:: EXERCISE REQUIREMENTS ::
Return the data exactly, without pictures.

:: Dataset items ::

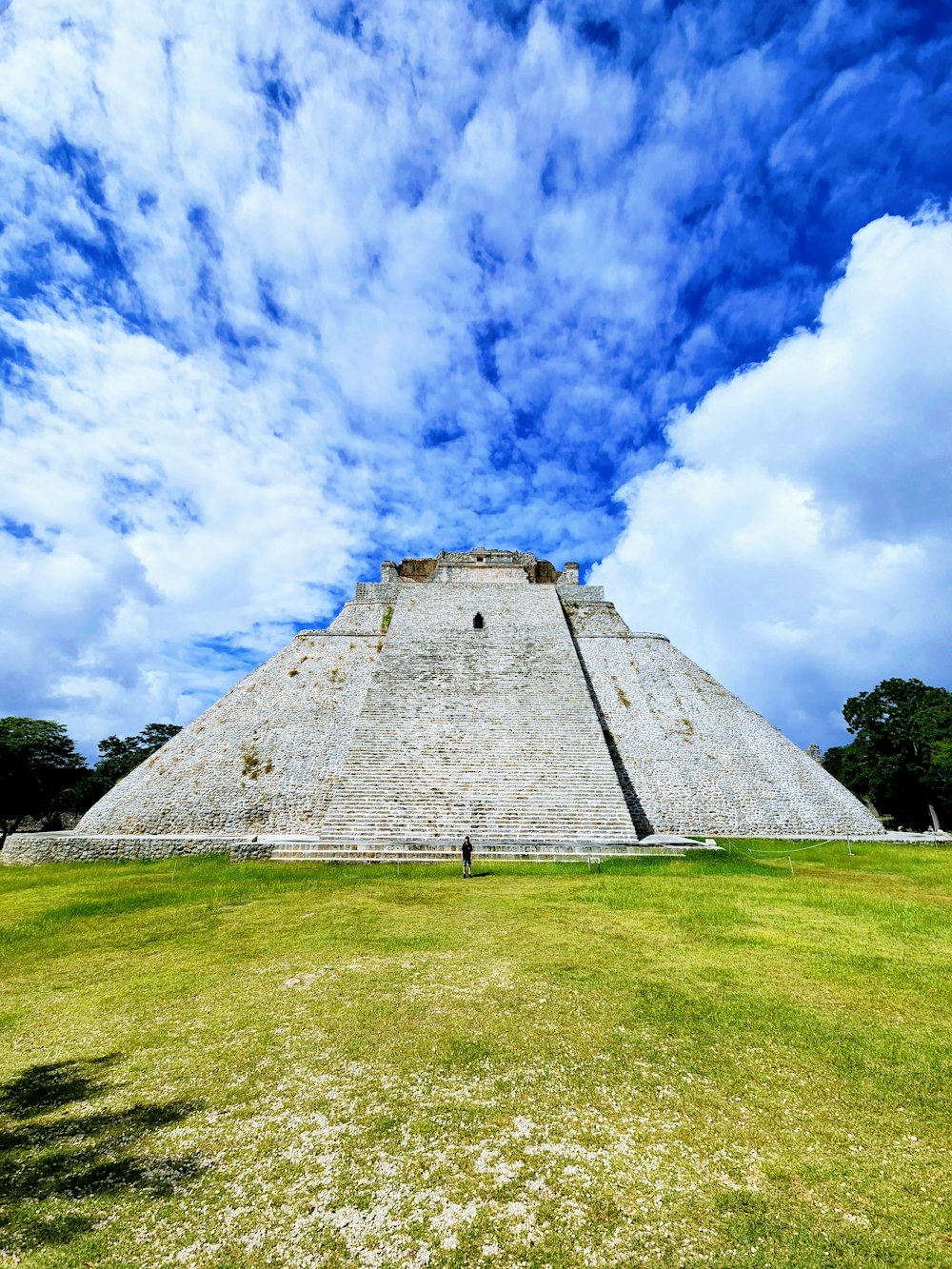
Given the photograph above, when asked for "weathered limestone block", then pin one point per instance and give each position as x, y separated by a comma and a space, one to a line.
700, 759
476, 692
263, 759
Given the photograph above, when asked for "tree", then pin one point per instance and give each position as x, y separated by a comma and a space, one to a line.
902, 757
37, 762
117, 758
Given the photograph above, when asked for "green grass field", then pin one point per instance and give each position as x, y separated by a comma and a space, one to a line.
676, 1062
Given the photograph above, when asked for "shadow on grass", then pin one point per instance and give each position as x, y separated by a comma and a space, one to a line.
60, 1154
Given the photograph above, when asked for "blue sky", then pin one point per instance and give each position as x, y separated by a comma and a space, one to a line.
288, 288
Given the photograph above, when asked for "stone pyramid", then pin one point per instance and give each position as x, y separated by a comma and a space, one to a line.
479, 692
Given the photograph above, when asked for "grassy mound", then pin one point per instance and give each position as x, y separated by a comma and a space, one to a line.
701, 1061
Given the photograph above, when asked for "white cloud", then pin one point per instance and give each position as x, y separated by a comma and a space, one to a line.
798, 538
250, 250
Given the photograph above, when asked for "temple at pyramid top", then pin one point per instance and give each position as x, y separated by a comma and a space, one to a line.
480, 565
487, 693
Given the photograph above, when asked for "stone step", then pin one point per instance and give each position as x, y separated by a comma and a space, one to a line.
379, 857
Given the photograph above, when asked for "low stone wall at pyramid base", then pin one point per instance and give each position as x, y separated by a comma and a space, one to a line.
60, 848
44, 848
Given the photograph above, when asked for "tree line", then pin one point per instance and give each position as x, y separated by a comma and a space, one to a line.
901, 758
44, 778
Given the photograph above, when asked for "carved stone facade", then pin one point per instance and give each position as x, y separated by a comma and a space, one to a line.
546, 723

:: EXERCISE OUTPUT ::
Given the photograph above, when asked for "weathered limestone block", then pin one point per instance and give each position as x, y separated by a comma and a space, one to a line.
700, 759
476, 692
263, 759
Given the photograph above, when asked for "tree", then pin one point per instance and give each position as x, y separated by a comma and a space, one to a line.
902, 757
37, 762
117, 758
Given the photograph above, when asked for "green grass field", then pin one point per instance and give each position as x, y separated by a comma and a space, one to a line.
676, 1062
Given the photograph above, when asked for "shadow on grass", then pin one point per instance and give each position as x, y separated by a comma and a space, one to a line.
60, 1154
Given the photograph above, when asked for "blue sky", then pin one point per instance and give each position as x, y separated by a comma and a space, one to a line.
288, 288
Given the photograph above, when asked for "stone pyramid", then pin one point per instance and give each position as x, y separated by a comma and a space, one to a line.
479, 692
Given the photograph above, when asked for "grassy mound", then pin one point per instance and give each position as x, y separated by a comma and a space, one to a line.
701, 1061
Given the photograph above, when asked for "white cloud", then pin one point per instance and give each position as x, y separated by a comma and a space, one to a line.
798, 538
250, 250
Given the photograph above, when asked for "temple at pyramid top", then pin one point per instance and give each position as x, y separated by a comma and a space, one to a line.
480, 565
487, 693
Given the photograph above, when asked for "stone step", then pin one point per instance and give each position as x, y separated by a comma and a space, one to a line.
379, 857
Given the photograph above, when asked for "low stone wall at pyramid base", then pin one point per instance and give each position as x, y separated by a comma and a space, one to a line.
60, 848
44, 848
Given the photograph above, when asked for "tree line", then pin one point per instance and give each position as x, y separated by a comma and a space, one to a line.
901, 758
44, 778
Given the photograph above, when asked for "carved stone facade", then pin one point per instance and give each position as x, y separated by a comma and a space, one to a line.
546, 723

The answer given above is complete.